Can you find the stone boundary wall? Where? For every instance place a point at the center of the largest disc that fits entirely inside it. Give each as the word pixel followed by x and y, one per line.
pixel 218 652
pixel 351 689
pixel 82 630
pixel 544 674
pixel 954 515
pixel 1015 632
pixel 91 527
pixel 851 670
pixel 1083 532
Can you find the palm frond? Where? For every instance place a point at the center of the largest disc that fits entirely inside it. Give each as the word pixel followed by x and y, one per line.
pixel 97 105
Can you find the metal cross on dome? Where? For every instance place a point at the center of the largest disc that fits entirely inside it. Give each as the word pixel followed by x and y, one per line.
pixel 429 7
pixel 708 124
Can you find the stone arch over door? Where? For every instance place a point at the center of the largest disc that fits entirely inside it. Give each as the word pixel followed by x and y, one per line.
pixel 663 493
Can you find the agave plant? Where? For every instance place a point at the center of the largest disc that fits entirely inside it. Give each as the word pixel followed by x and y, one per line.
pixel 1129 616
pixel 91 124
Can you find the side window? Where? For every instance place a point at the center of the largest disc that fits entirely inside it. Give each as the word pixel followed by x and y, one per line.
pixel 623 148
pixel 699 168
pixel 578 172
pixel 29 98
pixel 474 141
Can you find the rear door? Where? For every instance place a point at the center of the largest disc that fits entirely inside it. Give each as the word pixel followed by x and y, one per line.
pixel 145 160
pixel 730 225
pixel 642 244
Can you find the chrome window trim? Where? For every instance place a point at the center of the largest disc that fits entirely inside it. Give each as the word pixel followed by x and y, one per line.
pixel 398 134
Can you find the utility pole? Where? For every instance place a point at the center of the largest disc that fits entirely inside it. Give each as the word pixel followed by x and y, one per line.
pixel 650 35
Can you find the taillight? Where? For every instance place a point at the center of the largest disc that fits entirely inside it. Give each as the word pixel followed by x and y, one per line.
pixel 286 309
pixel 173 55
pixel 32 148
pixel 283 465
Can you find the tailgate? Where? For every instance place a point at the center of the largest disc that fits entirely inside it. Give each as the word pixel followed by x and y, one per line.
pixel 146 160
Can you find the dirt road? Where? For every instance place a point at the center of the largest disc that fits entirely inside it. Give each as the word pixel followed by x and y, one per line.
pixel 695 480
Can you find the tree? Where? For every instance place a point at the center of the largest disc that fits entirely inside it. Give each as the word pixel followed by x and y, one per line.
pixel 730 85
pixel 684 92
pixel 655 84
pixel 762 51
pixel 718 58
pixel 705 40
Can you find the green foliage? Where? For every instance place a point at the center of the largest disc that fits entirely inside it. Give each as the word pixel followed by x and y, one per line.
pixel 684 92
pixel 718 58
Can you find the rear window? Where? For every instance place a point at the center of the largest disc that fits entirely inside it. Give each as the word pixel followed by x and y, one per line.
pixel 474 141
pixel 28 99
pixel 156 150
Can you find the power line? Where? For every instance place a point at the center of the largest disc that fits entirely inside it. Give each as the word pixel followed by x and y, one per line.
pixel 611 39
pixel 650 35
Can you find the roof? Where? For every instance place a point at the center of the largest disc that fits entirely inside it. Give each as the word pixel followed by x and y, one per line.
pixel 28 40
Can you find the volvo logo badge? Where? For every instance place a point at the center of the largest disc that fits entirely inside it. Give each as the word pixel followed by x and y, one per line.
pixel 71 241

> [PROBLEM TO WORK ON]:
Your answer must be the complete listing, repeated exactly.

> [RESULT OF THE EXERCISE]:
Can you find the stone boundary wall? Where? For every instance place a point at the center of the largest disc that fits entirely inside it. Give each as the word pixel followed by x and y, one per line.
pixel 218 652
pixel 351 689
pixel 82 630
pixel 544 674
pixel 954 515
pixel 1015 632
pixel 91 527
pixel 851 670
pixel 1083 532
Can you find the palm frond? Where? For every instance place a point at the center of the largest disc that fits entirely inside it. Give each as the word pixel followed by x and y, one per line.
pixel 97 105
Can you find the metal cross on dome? Where? For every instance place a point at the center of the largest disc that fits entirely inside it. Give each as the word pixel followed by x and y, one per line.
pixel 429 7
pixel 708 124
Can you find the stone arch over door? Where? For every instance place a point at the center of the largest disc that fits entirely inside it. Give each as the word pixel followed by x and y, one per line.
pixel 663 493
Can you find the agave plant? Where? For every instance place a point at the center of the largest disc that fits entirely inside it. Give each as the word pixel followed by x and y, one per line.
pixel 1129 616
pixel 91 124
Can you find the side window? Where? For every instance place a point at the center of the largest disc that fits entirely inside it. Give each as the word pixel followed by x and y, one per line.
pixel 623 148
pixel 699 168
pixel 578 172
pixel 29 98
pixel 474 141
Can you find the rear door? Where? For every instance place a point at the center of the largest disc that fits entirely inside it. Give each as the word pixel followed by x and y, one per line.
pixel 145 160
pixel 730 225
pixel 642 244
Can you find the chrome window trim? Where? For every instance place a point at the center of the largest disc that fits entirely inside it. Give each as the word pixel followed by x and y, one per line.
pixel 398 134
Can you find the utility pole? Where? For every instance place a point at the center of the largest disc that fits entirely inside it. Give each as the word pixel followed by x and y, one per line.
pixel 650 35
Can you find the taillight? Where? For every instance place a point at the center of the largest disc that fits entirely inside it. Give each as the word pixel followed by x and y, one per line.
pixel 286 309
pixel 173 55
pixel 32 148
pixel 283 465
Can you find the tailgate? Where? For every instance place a point at the center of the largest disc that fits entirely inside it. Give each as the word pixel followed by x and y, one per line.
pixel 146 160
Can you find the dirt road? Where? For every instance place a point at the center of the largest disc that fits entirely inside it. Give each as the word pixel followed by x and y, one per line.
pixel 695 480
Can you find the tree? Where? For every instance place a point at the center of the largest disc that fits entirely inside it. Give each as the word pixel followed by x and y, one per line.
pixel 730 85
pixel 684 92
pixel 655 84
pixel 762 51
pixel 718 58
pixel 705 40
Can you find the green foliage? Where? For every instance place a point at the center of the largest disc that fits entirely inside it. Give each as the word pixel followed by x and y, one per line.
pixel 684 92
pixel 718 58
Can you find the rear window? Where? For every instance place a point at the center of the largest disc that fits entirely inside it. Give each as the word pixel followed by x and y, one per line.
pixel 474 141
pixel 28 99
pixel 156 150
Can you find the power line? Where? For every instance place a point at the center of the largest disc that fits entirely inside it. Give each as the word pixel followed by x and y, one per line.
pixel 611 39
pixel 650 35
Can you find the roof? Where? For every instance place a point at the center of the largest disc that fits entirely inside it. Give each as the word pixel followed by x and y, one per line.
pixel 28 40
Can you find the volvo logo badge? Where? For every instance place a point at the center of the largest disc that fits entirely inside it. Give each as the word pixel followed by x and y, one per line.
pixel 71 241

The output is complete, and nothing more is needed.